Exercise prompt => From the data below, lay out as a JSON list of strings the lines from the one containing "as point(195, 122)." up to and including the one containing "point(247, 142)", one string per line and no blank lines.

Stored records =>
----------------

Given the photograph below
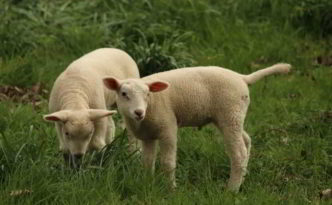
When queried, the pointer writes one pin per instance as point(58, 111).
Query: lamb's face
point(132, 99)
point(77, 128)
point(133, 95)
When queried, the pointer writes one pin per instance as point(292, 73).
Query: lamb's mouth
point(139, 118)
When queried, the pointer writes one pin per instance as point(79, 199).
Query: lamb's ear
point(157, 86)
point(56, 116)
point(111, 83)
point(96, 114)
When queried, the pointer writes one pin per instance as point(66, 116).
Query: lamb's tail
point(277, 68)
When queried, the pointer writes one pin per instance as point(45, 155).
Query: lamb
point(193, 97)
point(79, 99)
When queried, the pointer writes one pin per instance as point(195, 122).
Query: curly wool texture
point(79, 99)
point(195, 96)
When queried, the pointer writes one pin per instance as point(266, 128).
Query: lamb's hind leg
point(236, 149)
point(247, 142)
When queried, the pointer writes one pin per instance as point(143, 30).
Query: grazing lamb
point(79, 100)
point(190, 97)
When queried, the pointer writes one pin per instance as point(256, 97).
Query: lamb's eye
point(124, 94)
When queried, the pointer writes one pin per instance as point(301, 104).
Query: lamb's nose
point(139, 112)
point(78, 156)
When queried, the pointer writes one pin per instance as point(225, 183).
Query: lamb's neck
point(74, 100)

----------------

Result =>
[
  "When queried, the pointer writes one pin per instance as point(195, 122).",
  "Query: curly wool texture",
  "point(79, 99)",
  "point(195, 96)",
  "When queried, the pointer writes one pin per instance as point(266, 128).",
  "Query: lamb's hind leg",
  "point(236, 149)",
  "point(247, 142)"
]